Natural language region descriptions
[Start of section]
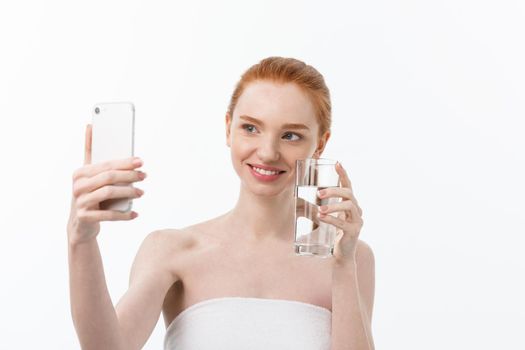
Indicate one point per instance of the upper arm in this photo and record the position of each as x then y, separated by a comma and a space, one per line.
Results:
366, 276
151, 276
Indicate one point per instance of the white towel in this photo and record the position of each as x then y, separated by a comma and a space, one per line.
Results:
240, 323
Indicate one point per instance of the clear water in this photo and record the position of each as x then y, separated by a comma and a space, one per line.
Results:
312, 237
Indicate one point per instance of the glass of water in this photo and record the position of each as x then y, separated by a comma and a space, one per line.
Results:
312, 236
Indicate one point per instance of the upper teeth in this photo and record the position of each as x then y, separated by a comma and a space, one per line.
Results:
265, 172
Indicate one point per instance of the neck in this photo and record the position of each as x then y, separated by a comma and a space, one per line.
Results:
260, 218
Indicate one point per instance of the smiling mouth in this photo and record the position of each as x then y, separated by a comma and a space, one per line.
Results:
266, 172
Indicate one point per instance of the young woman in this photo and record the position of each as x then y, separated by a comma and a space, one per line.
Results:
234, 281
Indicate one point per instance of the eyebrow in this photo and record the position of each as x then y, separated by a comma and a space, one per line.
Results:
285, 126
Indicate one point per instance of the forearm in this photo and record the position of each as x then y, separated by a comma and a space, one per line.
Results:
350, 323
93, 313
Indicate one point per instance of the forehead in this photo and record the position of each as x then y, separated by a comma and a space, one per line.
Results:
276, 103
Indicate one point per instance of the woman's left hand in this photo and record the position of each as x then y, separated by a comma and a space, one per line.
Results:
348, 220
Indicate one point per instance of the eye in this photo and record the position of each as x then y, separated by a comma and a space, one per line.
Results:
292, 133
247, 127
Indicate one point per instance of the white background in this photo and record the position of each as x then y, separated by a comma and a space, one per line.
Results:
428, 110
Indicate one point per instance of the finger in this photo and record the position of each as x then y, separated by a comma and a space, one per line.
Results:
110, 177
87, 145
337, 207
355, 213
115, 164
90, 200
106, 215
343, 176
343, 192
332, 220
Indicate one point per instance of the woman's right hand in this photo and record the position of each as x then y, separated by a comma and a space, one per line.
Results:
94, 183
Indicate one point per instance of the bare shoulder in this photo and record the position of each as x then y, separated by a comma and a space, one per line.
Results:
364, 253
158, 252
365, 261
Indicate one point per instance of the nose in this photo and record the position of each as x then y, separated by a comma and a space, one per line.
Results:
268, 151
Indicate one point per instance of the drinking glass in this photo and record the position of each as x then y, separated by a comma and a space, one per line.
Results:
312, 236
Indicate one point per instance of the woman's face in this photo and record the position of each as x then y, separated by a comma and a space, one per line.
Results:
273, 124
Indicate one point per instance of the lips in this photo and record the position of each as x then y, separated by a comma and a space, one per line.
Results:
264, 177
266, 167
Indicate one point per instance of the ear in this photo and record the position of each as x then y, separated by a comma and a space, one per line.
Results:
228, 120
321, 144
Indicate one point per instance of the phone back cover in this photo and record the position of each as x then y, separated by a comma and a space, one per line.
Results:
112, 138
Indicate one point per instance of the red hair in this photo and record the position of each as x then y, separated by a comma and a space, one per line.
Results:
290, 70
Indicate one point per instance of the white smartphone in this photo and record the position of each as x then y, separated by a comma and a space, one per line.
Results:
113, 134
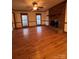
[End of section]
■ What is expected ■
Without changing a word, retype the data above and omit its pictures.

■ Problem solution ■
Indicate one point per instance of the upper arm in this photo and record the position of each as x then y, separated by a comma and a space, one per line.
Results:
366, 276
151, 276
Indicate one point per instance of the white towel in this photo and record the position of each as x then y, separated by a comma and a space, one per line.
Results:
240, 323
Indicate one point per instance of the clear water in this photo and record the position of each as x then y, separated by a comma and a space, one per line.
Results:
312, 237
Indicate one point per instance of the glass of water in this photo and record the position of each as x then y, separated by a comma and a space, one per line.
Results:
312, 236
Indicate one point per instance of the upper teeth in this photo and record the position of each as x then y, separated by a comma and a space, one per line.
Results:
265, 172
Indicate one point per instance of the neck in this photo and record the position of each as x then y, separated by a comma and a space, one per line.
Results:
260, 218
Indicate one point per instance of the smiling mouth in this photo and record the position of each as x then y, separated by a comma and a space, one per line.
Results:
266, 172
Indicate one point per instance of the young woman in this photo and record the position of each as x then y, separated by a comma and a space, one per line.
Results:
234, 281
Indicate one point per instance of the eyebrow in this photo and record the position of each as x then y, separated by a comma and a space, one per line.
Results:
285, 126
Indicate one point per instance of the forearm in this photo and record the position of each as x then y, separated by a comma and a space, one per line.
Results:
350, 323
93, 313
Indicate one point per instance of the forehead in this photo and record the position of each as x then y, separated by a comma and a space, one per line.
Results:
276, 103
Indicate one point per instance of the woman's left hand in this photo and record the position of each as x then y, separated by a comma and a space, one per line.
Results:
348, 220
Indicate one point per instance of the eye in this photo and record the position of each as x then y, separated by a comma and a space, one per line.
Results:
292, 133
247, 127
Indicate one point per instance of the white background in this photo and record the position of each as x then y, separated by a comma and a space, one per line.
Results:
428, 110
Indicate one point per instance of the finger in this photo and record the position of each as x then y, separated by a comma and a space, one per line.
Results:
110, 177
87, 145
337, 207
355, 213
115, 164
90, 200
106, 215
343, 176
343, 192
332, 220
Indicate one point per instance of the woman's right hand in this photo and record the position of each as x then y, separated by a comma and a space, one per line.
Results:
94, 183
Indicate one point per instance of the bare shoulder in this photo and record the position of each as x then y, separated by a comma and a space, one per line.
Results:
364, 253
158, 252
365, 261
Indicate one point per instance of the nose in this photo and record the position of each as x then y, separated by a comma and a space, one per line.
Results:
268, 151
Indicate one point per instance of the drinking glass in this photo and record the position of each as x then y, separated by a comma and a space, one per line.
Results:
312, 236
Indicate one point per instance of the woman's face in this photo and record the position of each as x then y, separated by a comma and a space, one per line.
Results:
273, 124
Indicate one point per instance of the lips in this photo and record the position of each as x then y, separated by a comma and a space, one per line.
Results:
264, 177
266, 167
Indicate one point per instance of the ear in this photo and record the position of each as x then y, separated by a comma and a space, one per line.
Results:
228, 120
321, 144
Indicate one point per instance of the phone back cover in this photo and record the position of each as x then y, separated by a comma and a space, one per line.
Results:
112, 138
Indicate one point per instance of the red hair in this photo and record the position of each as x then y, separated by a comma and a space, one per line.
Results:
290, 70
Indicate one point per instance of the white smartphone in this photo and record the position of each as x then y, separated by a comma and a space, one per line.
Results:
113, 134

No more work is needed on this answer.